**What needs to be done:**
Can you copy all of the items below word for word, leaving the pictures out of your answer?

-- start Dataset --

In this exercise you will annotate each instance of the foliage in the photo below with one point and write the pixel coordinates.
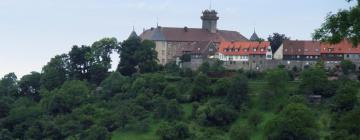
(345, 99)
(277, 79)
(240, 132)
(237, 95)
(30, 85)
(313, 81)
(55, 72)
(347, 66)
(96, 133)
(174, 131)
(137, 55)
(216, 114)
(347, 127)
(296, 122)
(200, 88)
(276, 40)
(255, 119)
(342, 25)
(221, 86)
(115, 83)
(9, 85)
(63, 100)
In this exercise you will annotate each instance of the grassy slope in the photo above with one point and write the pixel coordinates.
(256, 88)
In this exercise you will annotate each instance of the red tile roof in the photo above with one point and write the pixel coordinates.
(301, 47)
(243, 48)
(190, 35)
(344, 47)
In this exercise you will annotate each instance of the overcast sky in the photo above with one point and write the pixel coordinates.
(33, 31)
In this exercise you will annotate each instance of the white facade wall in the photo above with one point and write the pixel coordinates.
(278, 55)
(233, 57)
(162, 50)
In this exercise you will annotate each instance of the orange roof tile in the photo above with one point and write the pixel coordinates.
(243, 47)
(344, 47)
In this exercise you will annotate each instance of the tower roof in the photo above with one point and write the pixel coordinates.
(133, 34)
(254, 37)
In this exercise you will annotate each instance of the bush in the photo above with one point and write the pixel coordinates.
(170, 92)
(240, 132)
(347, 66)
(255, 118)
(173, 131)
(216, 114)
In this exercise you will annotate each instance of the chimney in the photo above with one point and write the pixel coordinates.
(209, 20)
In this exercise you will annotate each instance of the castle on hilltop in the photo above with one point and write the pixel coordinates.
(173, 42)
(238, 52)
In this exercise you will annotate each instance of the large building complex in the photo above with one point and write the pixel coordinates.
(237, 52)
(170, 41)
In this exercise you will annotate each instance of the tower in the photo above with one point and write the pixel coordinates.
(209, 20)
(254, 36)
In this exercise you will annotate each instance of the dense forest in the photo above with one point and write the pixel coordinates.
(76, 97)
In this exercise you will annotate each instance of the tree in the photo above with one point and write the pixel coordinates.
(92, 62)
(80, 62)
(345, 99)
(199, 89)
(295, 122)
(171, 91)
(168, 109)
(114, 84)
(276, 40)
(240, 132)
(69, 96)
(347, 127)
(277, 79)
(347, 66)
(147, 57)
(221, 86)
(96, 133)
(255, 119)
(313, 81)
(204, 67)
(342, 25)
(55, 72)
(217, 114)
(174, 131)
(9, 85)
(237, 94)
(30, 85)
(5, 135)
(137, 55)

-- end Dataset --

**Expected output:**
In this exercise you will annotate each instance of the foliage in the photo below with one point and write the pixel coordinates.
(345, 99)
(277, 79)
(240, 132)
(237, 95)
(30, 85)
(313, 81)
(55, 72)
(347, 66)
(96, 133)
(174, 131)
(137, 55)
(216, 114)
(347, 127)
(296, 122)
(200, 88)
(276, 40)
(255, 119)
(342, 25)
(221, 86)
(115, 83)
(9, 85)
(63, 100)
In this exercise you will annotate each instance of the grassy slope in the photo above with one point and write the pixel coordinates.
(256, 88)
In this exercise you will annotate each instance of the red tile roof in the photo above with one point and write the pixel coordinates.
(301, 47)
(243, 48)
(190, 35)
(344, 47)
In this exercise you will annotate each instance of the overcast sky in the photo above with one point and write the pixel coordinates.
(33, 31)
In this exercise you will annotate each instance of the white facade wall in the photo above with one point and write the pixel coordinates.
(278, 55)
(233, 57)
(162, 50)
In this exercise you will annotate each instance of the orange roof tile in the photo above with one point and write the pixel coordinates.
(243, 47)
(344, 47)
In this exercise you will annotate each instance of the tower roof in the photo above with one point and write the pixel coordinates.
(133, 34)
(254, 37)
In this exercise you will annotate each instance of the bush in the photo above with one point and write the pixel coordinates.
(170, 92)
(240, 132)
(347, 66)
(255, 118)
(173, 131)
(216, 114)
In this exercise you will annotate each instance of the chimney in the photo above with one point and write the pixel coordinates.
(209, 20)
In this exercise you will annotate each instance of the castle on hilltop in the photo above with one point and write the pixel coordinates.
(173, 42)
(238, 52)
In this exercise you will annotate each instance of the large building complex in the photo above with one point and write the pixel coordinates.
(237, 52)
(170, 41)
In this exercise you will annotate each instance of the tower in the photo above with one point and write the pixel coordinates.
(209, 20)
(254, 36)
In this exercise you will annotate each instance of the dense forest in the photo above with one point and write the pixel coordinates.
(76, 97)
In this exercise you will annotate each instance of the tree in the photo above with one point and write the pixel coordinates.
(92, 62)
(80, 62)
(345, 99)
(199, 89)
(295, 122)
(171, 91)
(168, 109)
(114, 84)
(276, 40)
(240, 132)
(69, 96)
(347, 127)
(277, 79)
(347, 66)
(147, 57)
(221, 86)
(96, 133)
(255, 119)
(313, 81)
(204, 67)
(342, 25)
(55, 72)
(217, 114)
(174, 131)
(9, 85)
(237, 94)
(30, 85)
(5, 135)
(137, 55)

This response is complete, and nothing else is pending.